* **Stated task 1**
In the Altair tutorial below, which operator layers two charts together? Please answer briefly.

* **Reading passage**
(begin)
We can change the mark to area()
here, and specify the lower and upper bounds of the area using y
and y2
, and use the ci0
and ci1
mark to plot the confidence interval of the estimate of the mean:
alt.Chart(cars).mark_area(opacity=0.3).encode(
x='Year:T',
color='Origin',
y='ci0(Miles_per_Gallon)',
y2='ci1(Miles_per_Gallon)'
)
3. Compounding charts
Creating multi-panel and layered charts is an essential property to have for a data visualization library. Altair provides a concise API for creating multi-panel and layered charts. Let’s explore a few of them:
- Layering
- Horizontal Concatenation
- Vertical Concatenation
Layering
Layering lets you put layer multiple marks on a single Chart. One common example is creating a plot with both points and lines representing the same data. Let’s use the stocks data for this example:
stocks = data.stocks()
stocks.head()
alt.Chart(stocks).mark_line().encode(
x='date',
y='price',
color='symbol'
)
And here is the same plot with a circle mark:
alt.Chart(stocks).mark_circle().encode(
x='date:T',
y='price:Q',
color='symbol:N'
)
We can layer these two plots together using the +
Operator. One pattern we can use often is to create a base chart with the common elements and add together two copies with just a single change:
base = alt.Chart(stocks).encode(
x='date:T',
y='price:Q',
color='symbol:N'
)
base.mark_line() + base.mark_circle()
Horizontal Concatenation
Just as we can layer charts on top of each other, we can concatenate horizontally using alt.hconcat
, or equivalently the | operator:
alt.hconcat(base.mark_line(), base.mark_circle())
# Another way of writing the same thing
# base.mark_line() | base.mark_circle()
Vertical Concatenation
Vertical concatenation looks a lot like horizontal concatenation but uses either the alt.vconcat()
function, or the & operator:
base.mark_line() & base.mark_circle()
4. Grammar of interaction
The grammar of interaction allows the building of interactive features of the plot from components. Using our scatter plot from above and adding some interaction to it.
Interactivity and Selections
Altair’s interactivity and grammar of selections are one of its unique features among available plotting libraries.
Just adding .interactive()
fires up the Vega power, and the chart becomes interactable in the browser allowing it to zoom and pan.
alt.Chart(cars).mark_point().encode(
x='Horsepower',
y='Miles_per_Gallon',
color='Origin',
shape='Origin'
).interactive()
Let me walk you through the variety of selection types that are available, and begin to practice creating interactive charts and dashboards.
There are three basic types of selections available:
- Interval Selection:
alt.selection_interval()
- Single-Selection:
alt.selection_single()
- Multi Selection:
alt.selection_multi()
Interval Selection
As an example of a selection, let’s add an interval selection to a chart. We’ll start with our canonical scatter plot:
interval = alt.selection_interval()
(end)
* **Stated task 2**
Count the lines in the rows below that contain the string "tree", and give only the number.

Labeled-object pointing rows
(begin)
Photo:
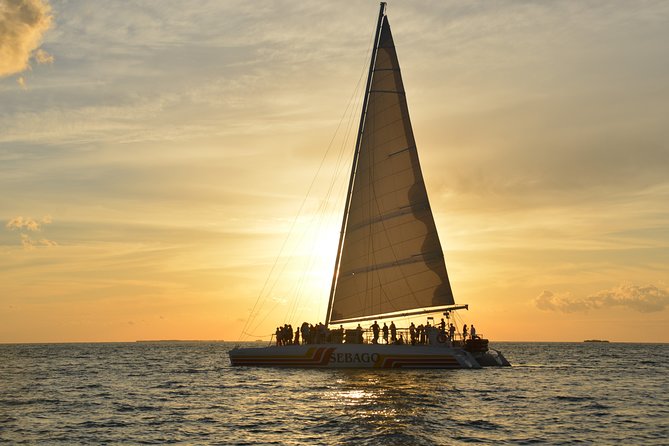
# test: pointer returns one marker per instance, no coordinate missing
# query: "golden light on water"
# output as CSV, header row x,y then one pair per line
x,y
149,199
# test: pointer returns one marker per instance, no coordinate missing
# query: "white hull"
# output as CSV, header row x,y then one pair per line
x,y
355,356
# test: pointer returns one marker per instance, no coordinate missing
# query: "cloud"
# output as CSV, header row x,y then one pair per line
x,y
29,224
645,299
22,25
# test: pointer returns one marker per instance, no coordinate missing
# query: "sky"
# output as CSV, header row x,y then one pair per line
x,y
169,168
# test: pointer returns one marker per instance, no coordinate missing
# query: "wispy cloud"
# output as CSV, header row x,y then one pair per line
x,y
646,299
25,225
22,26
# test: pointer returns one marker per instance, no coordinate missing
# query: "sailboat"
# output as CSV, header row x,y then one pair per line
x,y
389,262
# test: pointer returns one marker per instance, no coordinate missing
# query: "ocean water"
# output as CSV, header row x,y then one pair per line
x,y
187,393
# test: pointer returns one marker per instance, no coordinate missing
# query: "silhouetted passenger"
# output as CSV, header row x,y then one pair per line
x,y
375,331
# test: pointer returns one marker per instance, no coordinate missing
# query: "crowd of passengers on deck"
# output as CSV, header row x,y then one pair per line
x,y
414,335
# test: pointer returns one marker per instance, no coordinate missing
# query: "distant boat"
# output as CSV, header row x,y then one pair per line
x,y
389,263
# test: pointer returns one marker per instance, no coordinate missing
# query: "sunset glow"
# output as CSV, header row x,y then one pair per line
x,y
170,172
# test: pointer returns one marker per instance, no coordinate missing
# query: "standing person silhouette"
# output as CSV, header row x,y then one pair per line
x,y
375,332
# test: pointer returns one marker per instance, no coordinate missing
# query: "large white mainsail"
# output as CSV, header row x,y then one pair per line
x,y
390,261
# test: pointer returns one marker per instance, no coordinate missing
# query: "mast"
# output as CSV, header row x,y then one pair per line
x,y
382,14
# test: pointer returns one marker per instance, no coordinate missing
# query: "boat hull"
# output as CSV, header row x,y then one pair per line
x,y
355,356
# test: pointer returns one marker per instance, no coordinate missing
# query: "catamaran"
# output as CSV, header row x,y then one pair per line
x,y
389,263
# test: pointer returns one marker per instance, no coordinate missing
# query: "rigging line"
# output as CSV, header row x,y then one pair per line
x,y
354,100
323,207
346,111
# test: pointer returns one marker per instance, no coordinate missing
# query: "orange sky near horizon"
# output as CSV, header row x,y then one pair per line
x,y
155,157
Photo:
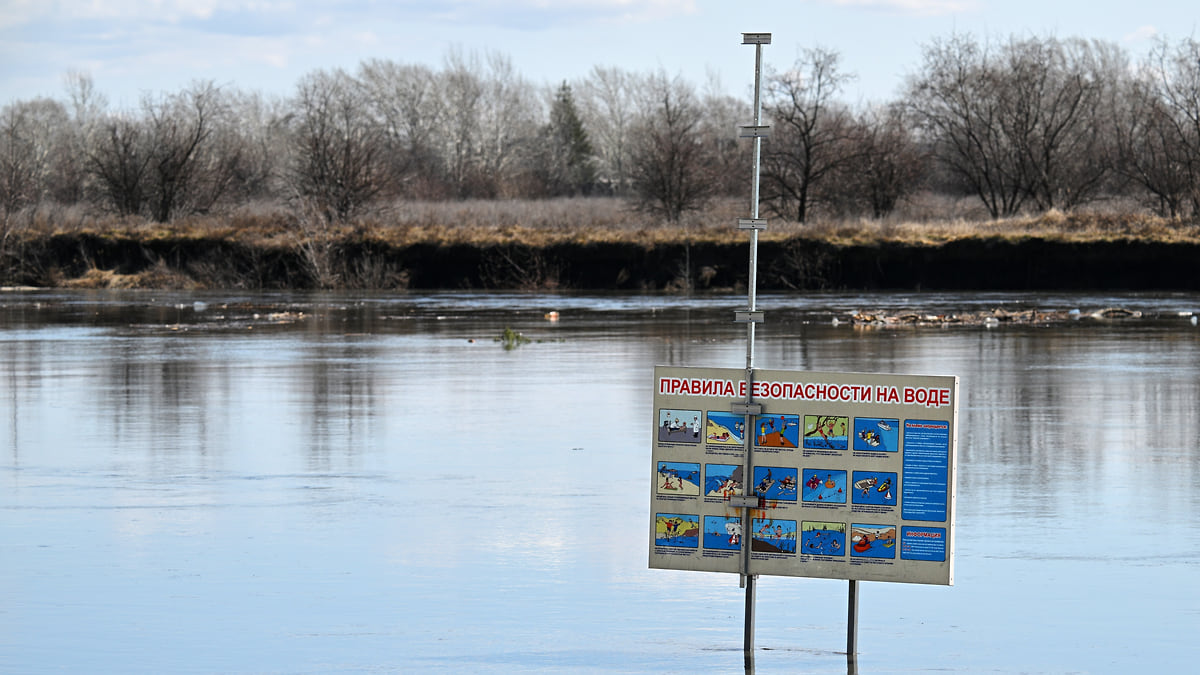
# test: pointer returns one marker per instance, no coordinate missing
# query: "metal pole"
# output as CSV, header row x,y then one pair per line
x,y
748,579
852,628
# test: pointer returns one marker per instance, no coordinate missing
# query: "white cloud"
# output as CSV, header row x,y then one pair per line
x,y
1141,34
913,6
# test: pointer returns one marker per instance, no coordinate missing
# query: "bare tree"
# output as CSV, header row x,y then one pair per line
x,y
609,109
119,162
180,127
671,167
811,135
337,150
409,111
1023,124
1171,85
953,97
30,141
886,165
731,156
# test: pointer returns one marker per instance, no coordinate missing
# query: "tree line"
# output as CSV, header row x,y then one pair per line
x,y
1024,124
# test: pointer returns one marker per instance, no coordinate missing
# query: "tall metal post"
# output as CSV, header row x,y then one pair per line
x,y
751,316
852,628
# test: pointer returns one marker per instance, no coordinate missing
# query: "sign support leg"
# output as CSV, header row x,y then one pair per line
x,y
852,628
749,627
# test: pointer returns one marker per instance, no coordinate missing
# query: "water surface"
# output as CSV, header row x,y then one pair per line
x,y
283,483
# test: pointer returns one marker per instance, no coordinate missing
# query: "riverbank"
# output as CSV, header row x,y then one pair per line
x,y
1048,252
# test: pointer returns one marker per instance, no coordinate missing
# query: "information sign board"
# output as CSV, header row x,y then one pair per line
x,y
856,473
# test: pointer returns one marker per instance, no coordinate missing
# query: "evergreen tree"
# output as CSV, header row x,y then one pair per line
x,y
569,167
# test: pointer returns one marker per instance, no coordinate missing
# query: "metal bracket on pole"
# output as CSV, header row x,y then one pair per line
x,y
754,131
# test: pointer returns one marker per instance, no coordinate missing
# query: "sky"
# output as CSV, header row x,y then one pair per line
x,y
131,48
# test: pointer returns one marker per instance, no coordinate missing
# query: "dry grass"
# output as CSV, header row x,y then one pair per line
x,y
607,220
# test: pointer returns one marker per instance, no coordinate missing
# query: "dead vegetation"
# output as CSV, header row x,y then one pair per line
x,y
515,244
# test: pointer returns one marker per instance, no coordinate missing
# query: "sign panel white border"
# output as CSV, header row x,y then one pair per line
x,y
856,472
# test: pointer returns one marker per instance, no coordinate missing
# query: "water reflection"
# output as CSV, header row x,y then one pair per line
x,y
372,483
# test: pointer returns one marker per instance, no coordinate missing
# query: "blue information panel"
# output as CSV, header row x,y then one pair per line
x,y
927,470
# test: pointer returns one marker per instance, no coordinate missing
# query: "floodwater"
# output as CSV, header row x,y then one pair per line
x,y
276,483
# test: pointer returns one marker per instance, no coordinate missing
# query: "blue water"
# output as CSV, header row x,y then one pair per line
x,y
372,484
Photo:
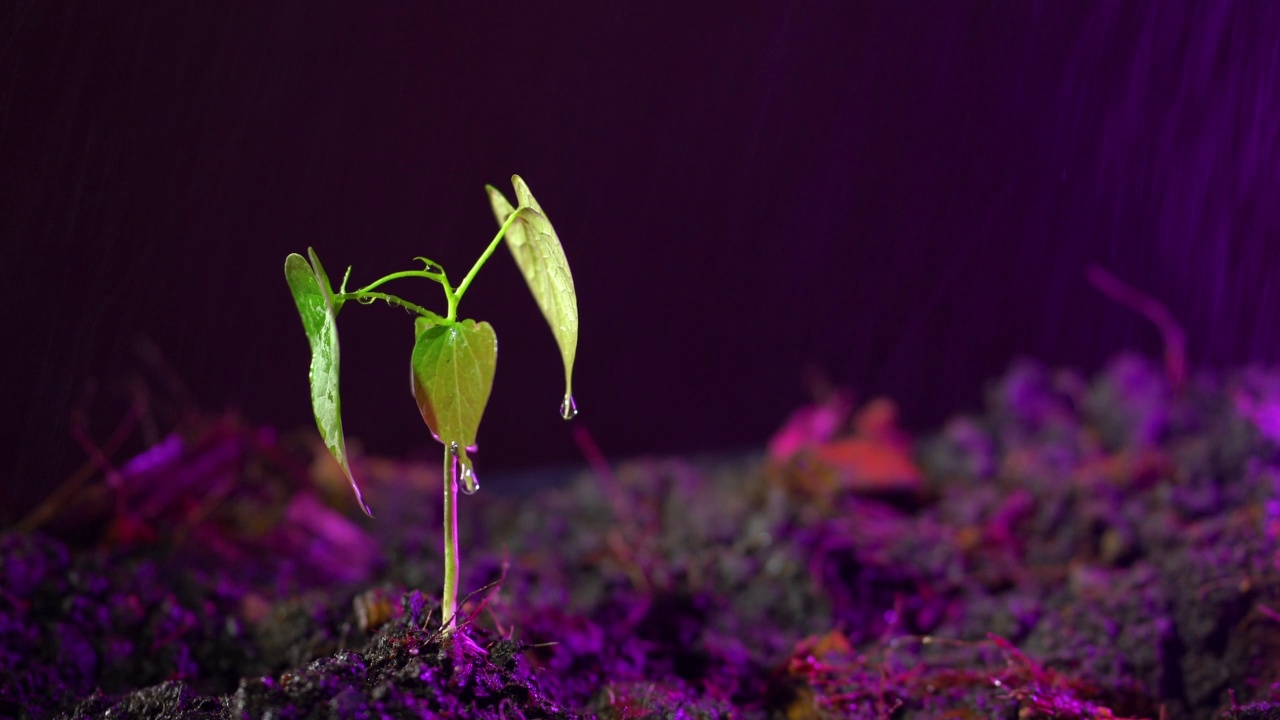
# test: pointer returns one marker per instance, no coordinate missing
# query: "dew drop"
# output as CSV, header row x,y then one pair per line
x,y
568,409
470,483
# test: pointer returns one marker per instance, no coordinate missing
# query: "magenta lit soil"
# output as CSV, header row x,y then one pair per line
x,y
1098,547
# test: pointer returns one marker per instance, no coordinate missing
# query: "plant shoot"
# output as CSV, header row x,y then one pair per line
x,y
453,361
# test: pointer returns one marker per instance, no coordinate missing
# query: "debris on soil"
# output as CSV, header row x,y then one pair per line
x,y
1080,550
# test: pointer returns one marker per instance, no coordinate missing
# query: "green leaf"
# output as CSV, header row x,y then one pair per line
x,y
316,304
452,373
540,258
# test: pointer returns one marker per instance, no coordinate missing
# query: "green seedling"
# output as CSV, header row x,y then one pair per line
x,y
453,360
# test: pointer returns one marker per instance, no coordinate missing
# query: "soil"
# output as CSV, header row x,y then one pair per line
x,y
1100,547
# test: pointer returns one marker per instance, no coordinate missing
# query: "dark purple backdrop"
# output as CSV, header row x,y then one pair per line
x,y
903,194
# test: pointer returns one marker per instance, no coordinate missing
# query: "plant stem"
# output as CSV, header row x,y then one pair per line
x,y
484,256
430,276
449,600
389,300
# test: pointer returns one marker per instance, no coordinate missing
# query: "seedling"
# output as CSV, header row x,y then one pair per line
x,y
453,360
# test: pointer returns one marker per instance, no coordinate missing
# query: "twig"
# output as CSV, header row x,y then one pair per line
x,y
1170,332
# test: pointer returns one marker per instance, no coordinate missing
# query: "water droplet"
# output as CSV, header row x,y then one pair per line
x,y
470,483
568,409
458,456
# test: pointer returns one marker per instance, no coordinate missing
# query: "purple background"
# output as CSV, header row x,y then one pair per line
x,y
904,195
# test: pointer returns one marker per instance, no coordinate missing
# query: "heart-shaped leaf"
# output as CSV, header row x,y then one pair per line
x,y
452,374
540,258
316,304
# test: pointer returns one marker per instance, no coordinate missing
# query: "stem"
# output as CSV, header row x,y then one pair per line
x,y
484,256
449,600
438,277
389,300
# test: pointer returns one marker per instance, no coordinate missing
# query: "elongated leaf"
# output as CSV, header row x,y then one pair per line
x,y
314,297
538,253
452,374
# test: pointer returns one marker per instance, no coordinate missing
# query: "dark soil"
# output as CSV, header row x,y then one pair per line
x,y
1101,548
(end)
* **Task solution 1**
The + operator.

* **Task solution 2**
3